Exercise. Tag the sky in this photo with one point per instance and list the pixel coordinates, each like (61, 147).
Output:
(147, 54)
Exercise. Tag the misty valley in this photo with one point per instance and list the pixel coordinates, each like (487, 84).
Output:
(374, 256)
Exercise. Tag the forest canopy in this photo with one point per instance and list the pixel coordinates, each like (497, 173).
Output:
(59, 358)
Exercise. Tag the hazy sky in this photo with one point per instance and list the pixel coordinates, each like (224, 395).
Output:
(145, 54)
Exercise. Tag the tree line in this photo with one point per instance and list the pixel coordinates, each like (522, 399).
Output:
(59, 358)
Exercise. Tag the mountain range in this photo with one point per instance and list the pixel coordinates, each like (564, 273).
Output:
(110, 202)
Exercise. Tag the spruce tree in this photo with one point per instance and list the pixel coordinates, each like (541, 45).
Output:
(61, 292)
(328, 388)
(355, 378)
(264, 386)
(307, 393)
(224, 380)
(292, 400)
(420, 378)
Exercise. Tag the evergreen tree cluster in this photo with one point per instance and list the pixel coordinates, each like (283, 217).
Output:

++++++++++++++++++++

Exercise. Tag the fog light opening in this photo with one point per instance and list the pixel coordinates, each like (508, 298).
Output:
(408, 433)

++++++++++++++++++++

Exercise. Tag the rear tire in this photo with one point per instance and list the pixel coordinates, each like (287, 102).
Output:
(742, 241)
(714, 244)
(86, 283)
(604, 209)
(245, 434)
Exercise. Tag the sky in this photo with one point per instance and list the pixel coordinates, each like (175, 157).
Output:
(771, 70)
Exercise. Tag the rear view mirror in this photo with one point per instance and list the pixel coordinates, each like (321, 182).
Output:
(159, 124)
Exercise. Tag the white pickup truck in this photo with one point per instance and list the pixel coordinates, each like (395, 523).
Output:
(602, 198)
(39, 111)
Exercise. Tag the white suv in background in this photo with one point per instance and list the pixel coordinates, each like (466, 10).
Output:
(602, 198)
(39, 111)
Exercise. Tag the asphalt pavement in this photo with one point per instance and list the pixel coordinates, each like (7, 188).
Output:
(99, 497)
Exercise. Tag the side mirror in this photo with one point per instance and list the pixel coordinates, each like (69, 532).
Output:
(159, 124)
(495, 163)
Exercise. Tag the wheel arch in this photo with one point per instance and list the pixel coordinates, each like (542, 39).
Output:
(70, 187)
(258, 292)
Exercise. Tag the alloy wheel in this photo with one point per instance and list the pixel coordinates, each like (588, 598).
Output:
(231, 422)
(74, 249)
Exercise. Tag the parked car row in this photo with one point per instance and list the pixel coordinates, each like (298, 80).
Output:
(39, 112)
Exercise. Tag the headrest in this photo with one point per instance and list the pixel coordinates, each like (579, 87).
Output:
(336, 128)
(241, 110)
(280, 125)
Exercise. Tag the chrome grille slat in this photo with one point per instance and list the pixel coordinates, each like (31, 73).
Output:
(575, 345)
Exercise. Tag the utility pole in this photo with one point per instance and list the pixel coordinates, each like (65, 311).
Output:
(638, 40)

++++++++++++++++++++

## [WHAT THE EXERCISE ASKS]
Which lines of the records above hold the word "wheel"? Copy each of them.

## [SOLVED EXERCISE]
Exercise. Tag the wheel arch in this photo with one point per instance and list the pixel coordinates, each like (542, 39).
Exercise. Tag the alloy wheel in this photo with one point per instance and list the pixel coordinates, each like (588, 598).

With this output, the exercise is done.